# Still bleeding after miscarriage - when will it stop?



## josie1234

Hi, I started bleeding at what I thought was 12 weeks, started off bright red, went to hospital and they done tests, HCG reading didn't read right, they thought I was only few weeks gone which was strange as had positive pregnancy test 4 weeks prior. Had to go for scan next day and found out I was 11 weeks but baby's heart had stopped at 9 weeks. Absolutely gutted. Really feel for people going through this as it is truly awful. I was going to go for DnC but naturally miscarried over the weekend. This was all about 2 weeks ago and still bleeding. Looked like the bleeding was finishing but then comes again. How long will this last?


----------



## tuckie27

I would recommend you get a D&C. I kept bleeding after my 1st loss and thought it would get better and ended up losing A TON of blood one night 2 weeks after I thought I m/c'd and ended up back in ER getting an emergency D&C and they said I was really lucky I had a good heart because I was borderline for needing a blood transfusion but luckily I didn't. I don't know if yours is as bad as mine was, but the whole story is in my journal linked in my siggy and if I could go back I would have just got a D&C.


----------



## tuckie27

Not trying to scare you either! Just didn't want you to have my awful experience.


----------



## FeLynn

I have had 3 losses all within 8ish months 6 pregnancies total. 

my most recent was june 1st I went in for scan and I was so happy to see my baby on the screen then the dr broke my heart when he said theres no heart beat "your babys dead" i cried my eyes out. I couldnt believe my fears came to a realtiy again. I was so angry everyone around kept assuming I would be okay bc of a heart beat and this and that but here I was with a dead baby inside of me. 

June 5th I had a d&e went home the same day. bleeding wasnt too bad the next day it picked up and the next day it got even heavier. I was soaking pads within like 20 mins. But I had my kids kindergarten and 2nd graduations that I refused to miss. My dr seen me after I was done with my kids school stuff, he put me on meds to help with bleeding and to fight a possible infection. I had horrible cramps and my belly was really sore it hurt anytime anyone touched it or bumped it. the bleeding would change from bright to dark, from thick to thin, from heavy to spotting.

11 days later I was at a relay event in support of my mother and I had to call my dr. My bleeding started to pick up, I was having sharp pains ontop on cramps I tried to suck it up. I woke up and I was soaked in blood and had hand fulls of blood clots in my under wear. I looked a bloody mess b/c I was trying to dump the clots into the toilet and they were falling down my pants had blood all over the place. My dr told me to go to the emergency room. I did as soon as I could get my family to watch my kids. They did a pelvic check and said I had not too much more blood inside of me and this should be just about done. They did urine and blood test and made me take an IV for fluids. ER dr thought I should be done in a short time frame, until he called my dr and my dr requested a ultrasound and said I needed 2 units of blood.

--- BRIEF ---
Rewrite the miscarriage thread, starting with "Not trying to" and going on through "6 pregnancies total.", with "scare" changed to "frighten".

[Extracted data entries]
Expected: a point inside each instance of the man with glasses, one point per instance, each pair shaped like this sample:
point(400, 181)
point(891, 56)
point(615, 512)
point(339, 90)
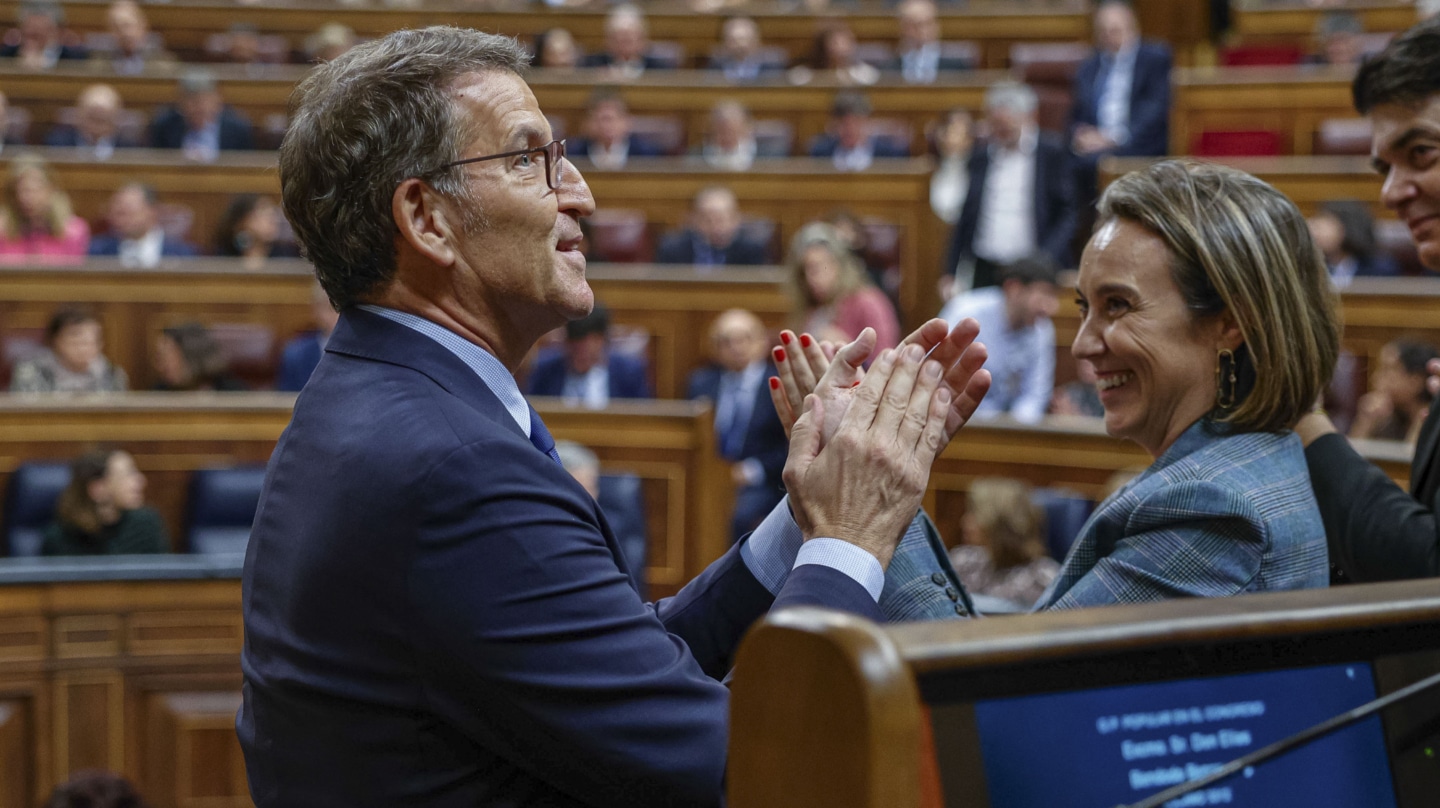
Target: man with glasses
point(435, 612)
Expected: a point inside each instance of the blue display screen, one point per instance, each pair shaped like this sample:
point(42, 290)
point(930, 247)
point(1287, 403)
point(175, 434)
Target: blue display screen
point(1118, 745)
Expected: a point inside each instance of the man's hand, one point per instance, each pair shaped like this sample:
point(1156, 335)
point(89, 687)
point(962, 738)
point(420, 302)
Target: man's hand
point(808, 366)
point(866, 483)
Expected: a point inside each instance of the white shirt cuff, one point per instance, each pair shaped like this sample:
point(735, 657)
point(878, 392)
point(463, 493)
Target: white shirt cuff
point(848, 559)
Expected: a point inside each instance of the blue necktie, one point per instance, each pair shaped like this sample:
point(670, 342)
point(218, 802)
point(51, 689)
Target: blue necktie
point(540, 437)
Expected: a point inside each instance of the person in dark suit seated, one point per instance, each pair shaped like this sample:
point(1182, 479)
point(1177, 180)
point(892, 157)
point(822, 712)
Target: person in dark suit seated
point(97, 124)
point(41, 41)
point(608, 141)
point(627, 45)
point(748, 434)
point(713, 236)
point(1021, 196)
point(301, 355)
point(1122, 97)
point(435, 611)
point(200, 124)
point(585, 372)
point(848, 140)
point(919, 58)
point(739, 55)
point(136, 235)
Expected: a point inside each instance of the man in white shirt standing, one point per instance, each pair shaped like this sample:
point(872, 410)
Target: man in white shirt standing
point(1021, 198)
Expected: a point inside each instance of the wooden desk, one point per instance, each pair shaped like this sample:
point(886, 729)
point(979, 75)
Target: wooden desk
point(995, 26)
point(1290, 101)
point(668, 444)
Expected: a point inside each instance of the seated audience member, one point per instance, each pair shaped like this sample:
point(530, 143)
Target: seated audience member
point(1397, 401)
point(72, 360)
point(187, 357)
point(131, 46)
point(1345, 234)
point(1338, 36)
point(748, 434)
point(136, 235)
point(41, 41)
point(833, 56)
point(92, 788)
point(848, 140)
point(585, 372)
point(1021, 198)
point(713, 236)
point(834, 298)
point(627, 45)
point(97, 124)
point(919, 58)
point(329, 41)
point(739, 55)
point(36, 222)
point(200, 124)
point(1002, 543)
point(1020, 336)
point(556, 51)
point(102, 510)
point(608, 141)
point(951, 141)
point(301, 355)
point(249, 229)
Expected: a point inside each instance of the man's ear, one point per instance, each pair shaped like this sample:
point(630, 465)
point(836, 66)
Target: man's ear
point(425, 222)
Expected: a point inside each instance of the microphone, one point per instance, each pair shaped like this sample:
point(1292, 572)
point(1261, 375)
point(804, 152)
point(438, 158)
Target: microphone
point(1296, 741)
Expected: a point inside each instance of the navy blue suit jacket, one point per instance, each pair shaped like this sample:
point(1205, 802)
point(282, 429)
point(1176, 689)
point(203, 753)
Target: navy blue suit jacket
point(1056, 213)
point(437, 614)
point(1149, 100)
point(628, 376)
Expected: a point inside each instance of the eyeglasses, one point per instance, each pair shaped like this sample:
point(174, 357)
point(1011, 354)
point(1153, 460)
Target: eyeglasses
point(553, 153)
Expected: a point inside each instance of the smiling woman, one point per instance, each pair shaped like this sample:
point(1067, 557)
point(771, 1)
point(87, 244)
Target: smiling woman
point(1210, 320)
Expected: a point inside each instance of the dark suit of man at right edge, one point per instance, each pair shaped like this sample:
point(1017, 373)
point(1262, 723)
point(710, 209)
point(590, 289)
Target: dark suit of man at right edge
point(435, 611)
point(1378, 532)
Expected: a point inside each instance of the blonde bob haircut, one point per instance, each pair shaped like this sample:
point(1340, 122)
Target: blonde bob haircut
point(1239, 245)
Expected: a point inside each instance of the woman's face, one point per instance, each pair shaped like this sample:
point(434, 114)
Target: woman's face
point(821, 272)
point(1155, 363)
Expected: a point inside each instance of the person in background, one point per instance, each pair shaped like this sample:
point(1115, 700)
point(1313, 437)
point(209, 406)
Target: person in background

--- RESPONSE ---
Not trying to frighten you either! Just didn't want you to have my awful experience.


----------



## FeLynn

I have had 3 losses all within 8ish months 6 pregnancies total.